What this task involves:
Could you write out again every line from the one holding "Trace building facade." through the last line, both included, with each bounding-box coordinate multiplied by 1.35 and rounded to a whole number (halves rounding up), and all other lines left as they are?

··· Data in this exercise

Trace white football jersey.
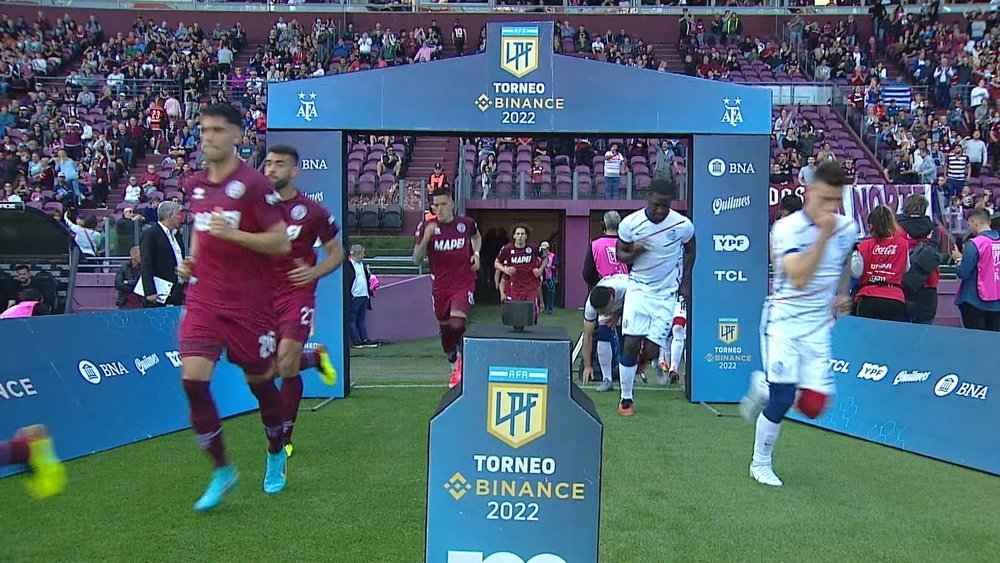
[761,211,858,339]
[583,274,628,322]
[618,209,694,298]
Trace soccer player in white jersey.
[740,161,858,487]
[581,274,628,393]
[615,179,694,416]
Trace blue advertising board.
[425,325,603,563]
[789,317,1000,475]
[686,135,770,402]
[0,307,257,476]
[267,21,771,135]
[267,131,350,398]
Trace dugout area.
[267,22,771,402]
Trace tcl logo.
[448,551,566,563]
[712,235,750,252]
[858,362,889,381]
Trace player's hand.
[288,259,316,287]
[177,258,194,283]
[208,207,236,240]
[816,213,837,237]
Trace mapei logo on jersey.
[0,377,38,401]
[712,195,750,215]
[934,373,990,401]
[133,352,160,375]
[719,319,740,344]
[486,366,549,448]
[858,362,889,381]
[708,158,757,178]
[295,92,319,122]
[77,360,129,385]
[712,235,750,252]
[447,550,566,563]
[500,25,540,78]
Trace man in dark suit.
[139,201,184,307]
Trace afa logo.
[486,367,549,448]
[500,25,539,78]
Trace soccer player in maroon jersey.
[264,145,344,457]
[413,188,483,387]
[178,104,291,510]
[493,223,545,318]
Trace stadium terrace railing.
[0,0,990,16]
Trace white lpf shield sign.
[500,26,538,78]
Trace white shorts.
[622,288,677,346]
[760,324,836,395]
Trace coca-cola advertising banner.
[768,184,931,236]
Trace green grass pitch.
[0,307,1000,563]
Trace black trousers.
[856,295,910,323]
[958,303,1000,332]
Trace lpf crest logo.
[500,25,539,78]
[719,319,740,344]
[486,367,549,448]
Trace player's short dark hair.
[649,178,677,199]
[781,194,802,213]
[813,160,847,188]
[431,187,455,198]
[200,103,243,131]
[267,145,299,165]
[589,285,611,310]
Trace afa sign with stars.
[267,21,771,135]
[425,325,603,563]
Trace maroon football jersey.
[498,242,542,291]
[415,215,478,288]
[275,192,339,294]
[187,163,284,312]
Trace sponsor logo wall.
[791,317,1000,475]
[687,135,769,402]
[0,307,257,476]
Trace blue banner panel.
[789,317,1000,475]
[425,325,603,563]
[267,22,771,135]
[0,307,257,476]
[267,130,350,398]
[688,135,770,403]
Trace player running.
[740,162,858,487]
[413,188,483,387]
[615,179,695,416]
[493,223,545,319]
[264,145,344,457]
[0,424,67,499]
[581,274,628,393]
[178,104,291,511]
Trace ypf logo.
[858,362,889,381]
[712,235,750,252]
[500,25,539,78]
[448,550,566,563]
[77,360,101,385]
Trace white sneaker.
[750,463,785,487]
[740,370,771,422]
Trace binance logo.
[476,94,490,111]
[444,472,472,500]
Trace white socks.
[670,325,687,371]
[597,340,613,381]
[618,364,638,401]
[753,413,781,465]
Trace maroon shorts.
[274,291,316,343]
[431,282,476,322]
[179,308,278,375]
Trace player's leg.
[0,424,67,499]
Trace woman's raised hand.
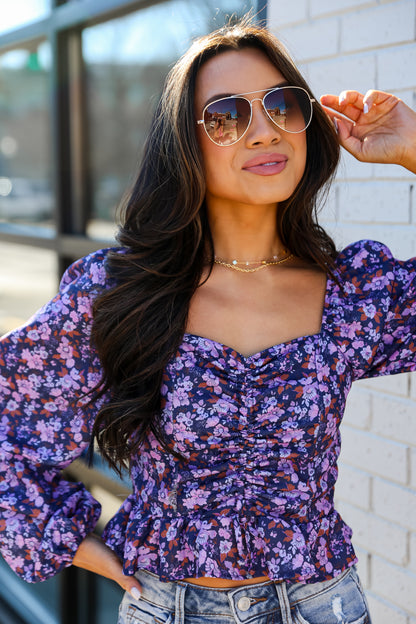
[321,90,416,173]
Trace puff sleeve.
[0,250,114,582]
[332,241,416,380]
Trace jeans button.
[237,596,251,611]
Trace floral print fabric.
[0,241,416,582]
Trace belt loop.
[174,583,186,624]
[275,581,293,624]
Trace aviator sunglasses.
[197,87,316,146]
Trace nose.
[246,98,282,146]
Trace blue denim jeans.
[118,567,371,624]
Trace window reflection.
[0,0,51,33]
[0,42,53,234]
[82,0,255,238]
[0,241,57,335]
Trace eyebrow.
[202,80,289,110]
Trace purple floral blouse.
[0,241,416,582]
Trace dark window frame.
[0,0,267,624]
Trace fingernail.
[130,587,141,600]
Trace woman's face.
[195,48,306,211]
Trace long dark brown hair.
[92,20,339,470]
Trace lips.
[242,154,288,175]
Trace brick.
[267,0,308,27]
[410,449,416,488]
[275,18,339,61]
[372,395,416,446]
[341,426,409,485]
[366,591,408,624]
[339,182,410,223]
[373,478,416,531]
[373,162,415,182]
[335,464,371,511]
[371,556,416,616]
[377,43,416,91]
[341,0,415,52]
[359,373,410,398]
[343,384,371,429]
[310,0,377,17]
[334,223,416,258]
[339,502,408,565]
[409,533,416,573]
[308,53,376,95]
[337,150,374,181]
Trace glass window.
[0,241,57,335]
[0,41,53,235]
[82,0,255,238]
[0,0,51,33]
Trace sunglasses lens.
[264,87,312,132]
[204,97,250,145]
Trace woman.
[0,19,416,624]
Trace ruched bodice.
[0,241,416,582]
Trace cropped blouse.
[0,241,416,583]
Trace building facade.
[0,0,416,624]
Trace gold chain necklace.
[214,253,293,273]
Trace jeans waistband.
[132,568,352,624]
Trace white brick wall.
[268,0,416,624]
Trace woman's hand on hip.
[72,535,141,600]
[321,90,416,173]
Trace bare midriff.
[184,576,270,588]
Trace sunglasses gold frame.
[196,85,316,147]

······

Reply:
Trace building facade.
[0,0,562,842]
Trace gold chain necklace.
[289,342,396,369]
Trace jeans waistband.
[178,767,475,842]
Trace white brick wall.
[362,0,562,842]
Trace woman's hand on hip.
[97,722,190,810]
[433,122,562,234]
Trace bare midriff.
[248,778,365,794]
Trace sunglasses gold frame.
[265,115,427,198]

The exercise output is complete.